• Work instruction 1: Reproduce the part of the article about filmmaker Stefan Sago that opens with the words "The year 2020 started" and closes with "be a tonic.".
• Work instruction 2: Using the article about filmmaker Stefan Sago, explain in one to three sentences why Sago wanted to share Leroy Hibbert's message with people.
• Work instruction 3: Continue the article about filmmaker Stefan Sago from the point where it stops.

• Selected passage:
We’re barely eight months in and London filmmaker Stefan Sago can’t summon anything nice to say about the year 2020.
“It’s been a rough year,” he said. “We gave up on our dreams, you could say, especially this year.”
The year 2020 started with the death of a billion animals in bush fires so intense they turned Australian skies a hellish shade of orange. Then, came the global pandemic that has so far infected millions of people and left hundreds of thousands dead.
Then came the raw grief, anger and exhaustion in the wake of Floyd George’s death, the latest in a long string of Black men killed by white police officers under questionable circumstances.
Sago said the injustice he was seeing was heartbreaking, not just for him, but for many of his friends, who are Black.
“They have been through a lot,” he said. “I have a buddy who has experienced, I don’t want to say exactly, but really close to what George Floyd experienced. He had a knee on his neck when he was arrested.”
“I was kind of fed up with that,” Sago said.
So he created a video he hoped would be a tonic.
The power of words
“I wanted to tell myself and tell my friends ‘it’s okay the way you’re feeling. It’s normal. Here’s what we can do. Don’t give up on 2020, we can still make it a great year.'”
To do it, Sago enlisted the help of London educator and speaker Leroy Hibbert, who helps people of all backgrounds believe that, despite all of its flaws, the world can actually be changed.
“He wanted to make something positive and motivational that would help the community and help people,” Sago said.
“I thought it was fantastic,” he said. “Especially for the time we’re living in now.”
Sago said he and his friend Christina made the video by simply filming Hibbert in his home with his wife Helen and his grandson Lincoln. The audio is unscripted and was captured during a nearly hour-long conversation with Hibbert.
“That’s just Leroy being Leroy,” Sago said. “The original audio file was 51 minutes and I had to cut it to one minute of amazing Leroy talk.”
‘The backstory is I come from war’
One of the reasons Sago wanted to share Leroy’s message with people is because he knows what it feels like to be the odd man out.
“The back story is I come from war,” he said. “I was born in Iraq and I was there when the war happened. So I had to move from Iraq to Syria and I was a refugee there.”

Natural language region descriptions

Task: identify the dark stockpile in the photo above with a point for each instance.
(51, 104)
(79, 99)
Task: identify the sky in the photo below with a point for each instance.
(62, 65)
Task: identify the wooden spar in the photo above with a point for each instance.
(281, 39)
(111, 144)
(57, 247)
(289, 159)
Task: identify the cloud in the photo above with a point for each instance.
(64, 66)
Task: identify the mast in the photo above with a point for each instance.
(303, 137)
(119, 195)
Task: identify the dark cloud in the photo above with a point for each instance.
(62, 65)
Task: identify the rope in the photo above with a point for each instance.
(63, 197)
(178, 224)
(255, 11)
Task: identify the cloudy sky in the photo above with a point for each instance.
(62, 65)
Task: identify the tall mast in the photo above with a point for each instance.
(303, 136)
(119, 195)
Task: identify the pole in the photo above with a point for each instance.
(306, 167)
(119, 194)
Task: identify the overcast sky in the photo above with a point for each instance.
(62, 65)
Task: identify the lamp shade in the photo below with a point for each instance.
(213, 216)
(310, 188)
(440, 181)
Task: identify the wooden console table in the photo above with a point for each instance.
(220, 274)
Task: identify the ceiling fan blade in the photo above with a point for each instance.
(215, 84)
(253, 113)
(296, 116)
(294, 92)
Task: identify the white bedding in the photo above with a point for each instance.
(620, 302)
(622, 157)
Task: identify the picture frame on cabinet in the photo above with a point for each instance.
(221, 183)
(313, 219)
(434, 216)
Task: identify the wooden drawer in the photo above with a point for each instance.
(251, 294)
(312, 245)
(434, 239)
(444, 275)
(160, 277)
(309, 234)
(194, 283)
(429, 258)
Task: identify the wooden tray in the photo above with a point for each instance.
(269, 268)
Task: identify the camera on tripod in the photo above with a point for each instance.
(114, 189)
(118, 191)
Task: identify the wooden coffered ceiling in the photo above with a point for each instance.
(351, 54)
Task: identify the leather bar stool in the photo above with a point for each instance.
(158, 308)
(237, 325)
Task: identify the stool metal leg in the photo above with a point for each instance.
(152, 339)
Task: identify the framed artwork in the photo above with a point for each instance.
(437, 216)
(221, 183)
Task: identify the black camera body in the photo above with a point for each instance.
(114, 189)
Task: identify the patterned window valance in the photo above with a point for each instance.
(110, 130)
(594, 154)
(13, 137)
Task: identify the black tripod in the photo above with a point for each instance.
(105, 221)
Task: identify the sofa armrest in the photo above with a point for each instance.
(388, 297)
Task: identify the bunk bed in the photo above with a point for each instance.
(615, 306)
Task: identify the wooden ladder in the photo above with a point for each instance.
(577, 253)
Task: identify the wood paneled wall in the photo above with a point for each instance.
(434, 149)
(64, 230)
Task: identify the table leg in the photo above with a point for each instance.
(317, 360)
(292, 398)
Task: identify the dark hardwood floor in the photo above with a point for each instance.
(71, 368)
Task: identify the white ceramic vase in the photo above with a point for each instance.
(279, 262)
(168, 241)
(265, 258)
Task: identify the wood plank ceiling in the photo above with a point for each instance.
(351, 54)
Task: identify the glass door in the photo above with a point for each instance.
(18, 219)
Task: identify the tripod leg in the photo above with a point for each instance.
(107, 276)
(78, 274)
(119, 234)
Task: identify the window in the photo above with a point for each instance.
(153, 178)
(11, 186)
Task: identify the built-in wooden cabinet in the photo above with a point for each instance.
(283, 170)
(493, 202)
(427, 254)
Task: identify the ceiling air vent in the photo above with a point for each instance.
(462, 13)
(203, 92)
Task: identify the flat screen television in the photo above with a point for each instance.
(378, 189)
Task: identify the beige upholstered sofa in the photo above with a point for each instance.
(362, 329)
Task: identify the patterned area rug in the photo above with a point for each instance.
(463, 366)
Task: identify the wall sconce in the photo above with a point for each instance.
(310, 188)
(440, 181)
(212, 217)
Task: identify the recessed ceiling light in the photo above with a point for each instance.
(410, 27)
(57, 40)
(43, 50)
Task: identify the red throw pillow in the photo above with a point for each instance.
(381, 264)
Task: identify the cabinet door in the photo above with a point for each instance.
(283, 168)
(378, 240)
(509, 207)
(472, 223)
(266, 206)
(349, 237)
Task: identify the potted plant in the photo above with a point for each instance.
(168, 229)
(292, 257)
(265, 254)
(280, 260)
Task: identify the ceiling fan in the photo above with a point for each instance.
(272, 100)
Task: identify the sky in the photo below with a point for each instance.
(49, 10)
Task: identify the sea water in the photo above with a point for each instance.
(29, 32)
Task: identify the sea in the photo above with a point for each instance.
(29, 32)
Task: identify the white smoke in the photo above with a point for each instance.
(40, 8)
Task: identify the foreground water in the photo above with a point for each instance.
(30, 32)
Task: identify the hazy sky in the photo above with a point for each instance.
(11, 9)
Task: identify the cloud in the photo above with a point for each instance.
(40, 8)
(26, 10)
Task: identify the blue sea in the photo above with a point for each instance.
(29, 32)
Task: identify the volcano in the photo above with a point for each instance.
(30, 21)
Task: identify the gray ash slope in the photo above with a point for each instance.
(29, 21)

• Task answer 1:
The year 2020 started with the death of a billion animals in bush fires so intense they turned Australian skies a hellish shade of orange. Then, came the global pandemic that has so far infected millions of people and left hundreds of thousands dead.
Then came the raw grief, anger and exhaustion in the wake of Floyd George’s death, the latest in a long string of Black men killed by white police officers under questionable circumstances.
Sago said the injustice he was seeing was heartbreaking, not just for him, but for many of his friends, who are Black.
“They have been through a lot,” he said. “I have a buddy who has experienced, I don’t want to say exactly, but really close to what George Floyd experienced. He had a knee on his neck when he was arrested.”
“I was kind of fed up with that,” Sago said.
So he created a video he hoped would be a tonic.

• Task answer 2: One reason is that Sago knows what it feels like to be the odd man out. He was born in Iraq, was there when the war happened, and had to move to Syria, where he was a refugee.

• Task answer 3:
“I have experienced discrimination, but not based on my race or my colour. It’s more that I was a minority. You know? An Iraqi kid in a Syrian country.”
“It was just kids being kids and bullying, but it was a form of discrimination.”
Sago and his family eventually made their way to Canada.
“We left to escape it and I look at my friends and they can’t escape it.”
“Words can impact how a person lives,” he said. “It’s something that’s intangible but has a tangible result. Words can make a child really enjoy and flourish in education and words can actually destroy a person based on what you say about them. No matter where they go they are reminded that they are not equal or good enough.”
“They’re successful people but at the end of the day they get reminded, ‘Oh yeah, I’m Black. This is going to happen to me.’ To me, this is injustice.”
Part of the film’s message, Hibbert said, is for people who are the victims of discrimination to speak up, to find their power and use it to make the world a better place.
“A friend of mine likes to say ‘silence creates violence.’ Words locate us, words also set boundaries of our lives and words affect us directly.”
“It sets a tone,” Hibbert said. “How we say things and where and when we say things.”
“You look around collectively as far as race and racism and those words can be used to put a wedge between communities and put people together,” he said. “We have to hold ourselves to account as to what messaging we are sending to people and how we want to build communities up.”
“One of the greatest tools we have in life is communicating,” he said. “If you want to change what you see, you have to change what you say.”